## PROVIDED MATERIAL
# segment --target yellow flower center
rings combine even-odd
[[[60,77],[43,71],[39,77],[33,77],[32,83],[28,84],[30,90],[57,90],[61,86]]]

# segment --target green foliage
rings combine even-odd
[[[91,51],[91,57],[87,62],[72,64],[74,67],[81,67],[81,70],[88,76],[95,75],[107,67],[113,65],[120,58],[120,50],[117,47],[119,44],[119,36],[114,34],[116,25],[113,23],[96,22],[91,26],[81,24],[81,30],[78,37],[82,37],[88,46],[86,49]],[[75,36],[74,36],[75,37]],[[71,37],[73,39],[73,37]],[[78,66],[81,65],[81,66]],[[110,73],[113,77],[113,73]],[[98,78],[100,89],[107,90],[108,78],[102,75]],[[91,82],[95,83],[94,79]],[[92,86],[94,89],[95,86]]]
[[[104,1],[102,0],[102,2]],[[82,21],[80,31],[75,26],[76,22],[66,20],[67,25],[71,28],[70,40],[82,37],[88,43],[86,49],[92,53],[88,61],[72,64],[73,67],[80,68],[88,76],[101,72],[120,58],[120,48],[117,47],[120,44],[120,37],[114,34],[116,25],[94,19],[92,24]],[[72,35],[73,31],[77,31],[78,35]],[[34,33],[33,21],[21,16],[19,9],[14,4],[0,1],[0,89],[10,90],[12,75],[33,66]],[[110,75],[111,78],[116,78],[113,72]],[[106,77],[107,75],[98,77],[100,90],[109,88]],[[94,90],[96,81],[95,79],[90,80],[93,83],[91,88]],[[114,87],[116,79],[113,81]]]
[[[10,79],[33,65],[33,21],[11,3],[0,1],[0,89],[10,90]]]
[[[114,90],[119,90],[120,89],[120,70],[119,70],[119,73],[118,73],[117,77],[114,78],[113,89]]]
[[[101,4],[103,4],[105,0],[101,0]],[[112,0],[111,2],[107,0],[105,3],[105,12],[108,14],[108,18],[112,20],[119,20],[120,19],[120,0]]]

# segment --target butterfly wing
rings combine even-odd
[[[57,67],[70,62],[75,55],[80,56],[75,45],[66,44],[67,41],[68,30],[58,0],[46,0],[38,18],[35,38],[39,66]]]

## WHAT THE TASK REQUIRES
Put every line of the records above into a numbered list, leaving out the blank lines.

## OUTPUT FOR THIS TASK
1. # segment --target yellow flower center
2. rings combine even-odd
3. [[[60,77],[43,71],[39,77],[33,77],[32,83],[28,84],[30,90],[57,90],[61,86]]]
4. # segment --target green foliage
5. rings combine even-odd
6. [[[91,51],[91,57],[87,62],[72,64],[74,67],[81,67],[81,70],[88,76],[95,75],[107,67],[113,65],[120,58],[120,50],[117,47],[119,44],[119,36],[114,34],[116,25],[113,23],[96,22],[91,26],[81,24],[81,30],[78,37],[82,37],[88,46],[86,49]],[[75,36],[74,36],[75,37]],[[71,37],[73,39],[73,37]],[[78,66],[81,65],[81,66]],[[110,73],[113,77],[113,73]],[[98,78],[100,89],[107,90],[108,78],[102,75]],[[91,82],[95,83],[94,79]],[[92,86],[94,89],[95,86]]]
7. [[[104,1],[102,0],[102,2]],[[82,21],[80,31],[75,26],[76,22],[66,20],[67,25],[71,28],[70,40],[82,37],[88,43],[86,49],[92,53],[88,61],[72,64],[73,67],[80,68],[88,76],[101,72],[120,58],[120,48],[117,47],[120,44],[120,37],[114,34],[116,25],[94,19],[92,24]],[[72,35],[73,31],[77,31],[78,35]],[[34,33],[33,21],[21,16],[19,9],[14,4],[0,1],[0,89],[10,90],[12,75],[33,66]],[[110,75],[111,78],[116,78],[113,72]],[[106,77],[107,75],[98,77],[100,90],[109,88]],[[94,90],[96,81],[95,79],[90,80],[93,83],[91,88]],[[114,87],[116,79],[113,81]]]
8. [[[10,79],[33,65],[33,21],[11,3],[0,1],[0,89],[10,90]]]
9. [[[114,90],[119,90],[120,89],[120,70],[119,70],[119,73],[118,73],[117,77],[114,78],[113,89]]]
10. [[[101,4],[103,4],[105,0],[101,0]],[[112,0],[111,2],[107,0],[105,3],[105,12],[108,14],[108,18],[112,20],[119,20],[120,19],[120,0]]]
11. # segment --target butterfly wing
12. rings combine even-odd
13. [[[57,67],[70,62],[75,55],[80,56],[75,45],[66,44],[67,41],[68,30],[58,0],[46,0],[38,18],[35,38],[39,66]]]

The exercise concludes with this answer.